* WRITTEN PROBLEM 1
Summarize the text on accessibility and Girl Scout inclusion in two sentences.

* EXTRACT PROVIDED
──────

The facility is ADA compliant, equipped with elevators and nestled in Margaret T. Hance Park. The park is also handicap accessible.
Girl Scouts-Arizona Cactus-Pine Council, Inc.:
Girl Scout programs are fully inclusive. Not only do they allow non-registered Girl Scouts to attend many programs but they include opportunities for children with special needs, as well.
“Our goal is for all girls, regardless of their special needs, to be able to learn and grow from Girl Scout activities. This may require that ‘adaptions’ are made to Girl Scout activities,” says Leandra Huffer, public relations and communications coordinator for Girl Scouts–Arizona Cactus-Pine Council, Inc.
Abby Prosnier, an ambassador in Troop 653, has been successful with Girl Scouts. Born with Down syndrome, she adapted to Girl Scout traditions by utilizing other skills. In fact, when she first began selling Girl Scout cookies, she used sign language to communicate with customers. In subsequent years she used a computer that would speak to customers for her before gaining the confidence to speak with them directly.

──────

* STORED RECORDS
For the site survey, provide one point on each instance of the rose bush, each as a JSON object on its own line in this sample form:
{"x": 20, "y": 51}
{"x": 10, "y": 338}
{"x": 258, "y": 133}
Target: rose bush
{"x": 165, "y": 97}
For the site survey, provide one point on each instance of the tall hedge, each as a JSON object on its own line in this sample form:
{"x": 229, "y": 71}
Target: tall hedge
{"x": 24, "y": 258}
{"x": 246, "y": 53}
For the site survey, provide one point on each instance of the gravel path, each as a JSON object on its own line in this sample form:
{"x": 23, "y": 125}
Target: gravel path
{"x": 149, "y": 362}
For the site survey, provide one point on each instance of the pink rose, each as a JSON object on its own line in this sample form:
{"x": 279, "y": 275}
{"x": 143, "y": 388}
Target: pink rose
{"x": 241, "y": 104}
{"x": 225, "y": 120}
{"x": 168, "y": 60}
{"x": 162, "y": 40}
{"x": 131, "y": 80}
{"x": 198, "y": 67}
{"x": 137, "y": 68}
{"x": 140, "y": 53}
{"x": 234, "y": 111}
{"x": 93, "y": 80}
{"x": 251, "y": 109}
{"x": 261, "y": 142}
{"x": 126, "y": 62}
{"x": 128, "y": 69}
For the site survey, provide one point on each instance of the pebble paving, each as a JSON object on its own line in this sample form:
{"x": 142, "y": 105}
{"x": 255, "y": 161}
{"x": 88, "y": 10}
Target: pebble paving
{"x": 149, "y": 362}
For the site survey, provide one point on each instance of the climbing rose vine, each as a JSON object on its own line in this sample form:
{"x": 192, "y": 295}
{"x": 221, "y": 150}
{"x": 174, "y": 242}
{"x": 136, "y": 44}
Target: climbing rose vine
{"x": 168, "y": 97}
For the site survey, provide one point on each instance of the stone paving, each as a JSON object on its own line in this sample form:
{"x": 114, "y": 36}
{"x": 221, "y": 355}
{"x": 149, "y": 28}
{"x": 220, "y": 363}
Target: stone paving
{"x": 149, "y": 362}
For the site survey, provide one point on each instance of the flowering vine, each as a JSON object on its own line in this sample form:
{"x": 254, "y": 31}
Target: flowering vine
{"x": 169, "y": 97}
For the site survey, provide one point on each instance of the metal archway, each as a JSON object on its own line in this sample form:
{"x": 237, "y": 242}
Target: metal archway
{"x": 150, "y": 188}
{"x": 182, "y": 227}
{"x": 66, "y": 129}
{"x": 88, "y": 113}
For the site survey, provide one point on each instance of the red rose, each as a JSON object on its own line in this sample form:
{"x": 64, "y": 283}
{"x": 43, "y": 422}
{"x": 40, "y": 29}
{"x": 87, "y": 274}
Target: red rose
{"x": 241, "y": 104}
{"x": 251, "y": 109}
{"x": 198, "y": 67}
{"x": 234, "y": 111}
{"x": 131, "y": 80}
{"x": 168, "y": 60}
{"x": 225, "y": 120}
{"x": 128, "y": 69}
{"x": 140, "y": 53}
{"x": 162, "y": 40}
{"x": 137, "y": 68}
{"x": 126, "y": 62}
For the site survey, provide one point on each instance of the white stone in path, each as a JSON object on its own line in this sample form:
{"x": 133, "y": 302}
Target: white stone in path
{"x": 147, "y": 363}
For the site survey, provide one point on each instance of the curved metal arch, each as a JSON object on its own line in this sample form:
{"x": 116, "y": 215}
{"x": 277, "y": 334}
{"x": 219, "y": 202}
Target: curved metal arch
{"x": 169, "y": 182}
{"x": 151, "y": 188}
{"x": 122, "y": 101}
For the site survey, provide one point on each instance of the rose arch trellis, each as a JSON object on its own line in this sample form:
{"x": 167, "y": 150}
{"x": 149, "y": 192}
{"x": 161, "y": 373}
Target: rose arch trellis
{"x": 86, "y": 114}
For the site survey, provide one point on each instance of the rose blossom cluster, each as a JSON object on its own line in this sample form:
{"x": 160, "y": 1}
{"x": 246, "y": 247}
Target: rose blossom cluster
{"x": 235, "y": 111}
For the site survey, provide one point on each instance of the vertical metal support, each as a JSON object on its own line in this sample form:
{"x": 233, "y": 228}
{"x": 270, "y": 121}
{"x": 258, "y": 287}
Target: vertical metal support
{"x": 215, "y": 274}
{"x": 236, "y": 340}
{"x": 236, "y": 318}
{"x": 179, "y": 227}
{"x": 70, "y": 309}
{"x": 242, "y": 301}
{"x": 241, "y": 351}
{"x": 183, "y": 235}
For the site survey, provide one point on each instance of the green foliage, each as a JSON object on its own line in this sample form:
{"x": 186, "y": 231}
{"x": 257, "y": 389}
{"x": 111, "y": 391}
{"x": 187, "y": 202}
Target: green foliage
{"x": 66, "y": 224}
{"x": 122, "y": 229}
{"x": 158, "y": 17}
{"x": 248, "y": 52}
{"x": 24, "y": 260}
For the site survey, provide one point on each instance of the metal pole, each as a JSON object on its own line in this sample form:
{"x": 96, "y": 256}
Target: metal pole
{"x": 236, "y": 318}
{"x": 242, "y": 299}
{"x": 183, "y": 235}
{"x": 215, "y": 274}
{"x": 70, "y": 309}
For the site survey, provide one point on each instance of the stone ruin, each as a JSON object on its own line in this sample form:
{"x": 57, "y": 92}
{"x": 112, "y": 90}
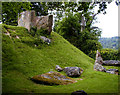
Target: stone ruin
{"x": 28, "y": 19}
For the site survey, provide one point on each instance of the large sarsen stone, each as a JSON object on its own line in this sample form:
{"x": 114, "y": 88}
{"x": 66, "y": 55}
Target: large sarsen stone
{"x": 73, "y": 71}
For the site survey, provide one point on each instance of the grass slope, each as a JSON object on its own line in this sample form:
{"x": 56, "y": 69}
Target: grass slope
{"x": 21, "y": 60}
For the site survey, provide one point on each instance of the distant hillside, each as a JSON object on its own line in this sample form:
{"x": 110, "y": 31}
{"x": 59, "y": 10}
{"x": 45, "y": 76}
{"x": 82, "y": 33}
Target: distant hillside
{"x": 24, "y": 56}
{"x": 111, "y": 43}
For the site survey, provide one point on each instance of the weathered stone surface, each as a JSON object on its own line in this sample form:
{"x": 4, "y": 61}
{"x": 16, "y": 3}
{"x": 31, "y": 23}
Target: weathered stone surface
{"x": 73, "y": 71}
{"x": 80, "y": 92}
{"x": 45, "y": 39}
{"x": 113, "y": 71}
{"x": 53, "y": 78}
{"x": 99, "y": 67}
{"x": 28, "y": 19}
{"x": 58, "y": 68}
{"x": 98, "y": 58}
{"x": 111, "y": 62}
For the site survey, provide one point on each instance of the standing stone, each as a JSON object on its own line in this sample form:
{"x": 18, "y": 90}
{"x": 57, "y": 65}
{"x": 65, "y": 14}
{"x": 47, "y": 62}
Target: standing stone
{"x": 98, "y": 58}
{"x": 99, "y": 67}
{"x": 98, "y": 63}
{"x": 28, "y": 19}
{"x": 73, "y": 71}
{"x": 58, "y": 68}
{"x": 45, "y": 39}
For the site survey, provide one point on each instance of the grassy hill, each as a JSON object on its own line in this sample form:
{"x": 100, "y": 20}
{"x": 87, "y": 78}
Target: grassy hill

──────

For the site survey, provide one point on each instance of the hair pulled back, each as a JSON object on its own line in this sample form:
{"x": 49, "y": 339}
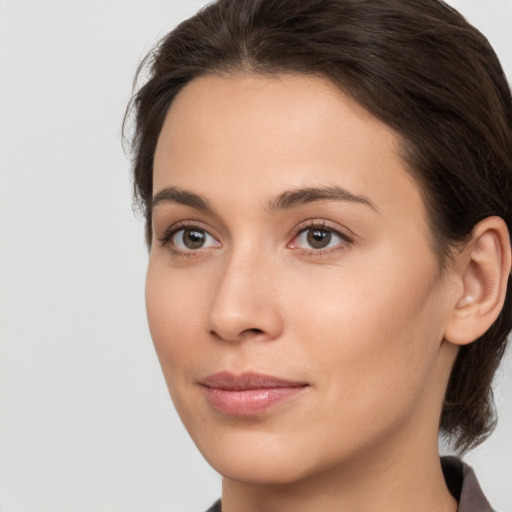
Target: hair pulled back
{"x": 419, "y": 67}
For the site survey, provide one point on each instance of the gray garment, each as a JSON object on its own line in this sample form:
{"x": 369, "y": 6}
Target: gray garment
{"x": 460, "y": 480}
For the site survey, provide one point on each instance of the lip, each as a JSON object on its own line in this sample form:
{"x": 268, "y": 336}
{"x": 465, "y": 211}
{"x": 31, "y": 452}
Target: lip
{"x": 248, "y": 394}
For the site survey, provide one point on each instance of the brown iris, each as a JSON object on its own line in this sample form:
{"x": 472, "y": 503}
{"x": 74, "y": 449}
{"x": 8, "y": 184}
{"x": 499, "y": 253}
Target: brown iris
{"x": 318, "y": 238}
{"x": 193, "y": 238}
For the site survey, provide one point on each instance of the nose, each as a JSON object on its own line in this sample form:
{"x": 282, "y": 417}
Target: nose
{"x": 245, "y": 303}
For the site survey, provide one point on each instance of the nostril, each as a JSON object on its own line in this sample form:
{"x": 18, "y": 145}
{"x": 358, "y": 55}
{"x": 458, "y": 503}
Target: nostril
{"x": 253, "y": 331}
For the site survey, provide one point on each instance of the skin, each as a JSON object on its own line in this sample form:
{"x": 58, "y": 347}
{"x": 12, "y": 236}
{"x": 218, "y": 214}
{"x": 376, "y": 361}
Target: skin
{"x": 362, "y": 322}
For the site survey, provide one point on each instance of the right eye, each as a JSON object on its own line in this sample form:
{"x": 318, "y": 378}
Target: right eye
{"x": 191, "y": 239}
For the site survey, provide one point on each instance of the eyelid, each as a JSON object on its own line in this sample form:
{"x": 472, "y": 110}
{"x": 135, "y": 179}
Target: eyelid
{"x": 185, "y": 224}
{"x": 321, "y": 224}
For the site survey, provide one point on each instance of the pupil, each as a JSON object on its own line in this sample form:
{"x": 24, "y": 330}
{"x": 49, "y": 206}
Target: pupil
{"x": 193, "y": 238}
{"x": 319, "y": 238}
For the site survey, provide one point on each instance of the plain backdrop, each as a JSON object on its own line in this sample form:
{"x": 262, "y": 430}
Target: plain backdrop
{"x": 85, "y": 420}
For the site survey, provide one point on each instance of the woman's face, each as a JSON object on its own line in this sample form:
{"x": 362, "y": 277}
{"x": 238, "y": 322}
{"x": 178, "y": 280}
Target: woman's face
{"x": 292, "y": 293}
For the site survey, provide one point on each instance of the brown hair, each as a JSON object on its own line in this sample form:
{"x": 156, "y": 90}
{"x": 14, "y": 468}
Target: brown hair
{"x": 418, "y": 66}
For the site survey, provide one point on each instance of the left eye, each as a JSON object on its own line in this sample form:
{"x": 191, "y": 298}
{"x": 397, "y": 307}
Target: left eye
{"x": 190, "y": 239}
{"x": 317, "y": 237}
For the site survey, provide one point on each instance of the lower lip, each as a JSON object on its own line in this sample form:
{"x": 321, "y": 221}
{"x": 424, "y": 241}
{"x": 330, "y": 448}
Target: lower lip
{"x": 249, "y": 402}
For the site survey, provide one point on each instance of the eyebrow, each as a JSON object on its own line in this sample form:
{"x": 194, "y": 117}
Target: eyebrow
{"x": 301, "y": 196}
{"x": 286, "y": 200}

──────

* WRITTEN PROBLEM 2
Locate every line in the records that contains the word "paving", and copy each of those lines.

* CORRECT ANSWER 1
The facility is ADA compliant, has elevators, and sits in Margaret T. Hance Park, which is also handicap accessible. Girl Scout programs are fully inclusive, and Abby Prosnier, who was born with Down syndrome, sold cookies first with sign language and then with a speaking computer before gaining the confidence to talk with customers directly.

* CORRECT ANSWER 2
For the site survey, provide one point on each instance of the pebble paving, each as a JSON object on its own line in this sample form:
Target: pebble paving
For the site survey, provide one point on each instance of the stone paving, each as a JSON object on its own line in this sample form:
Target: stone paving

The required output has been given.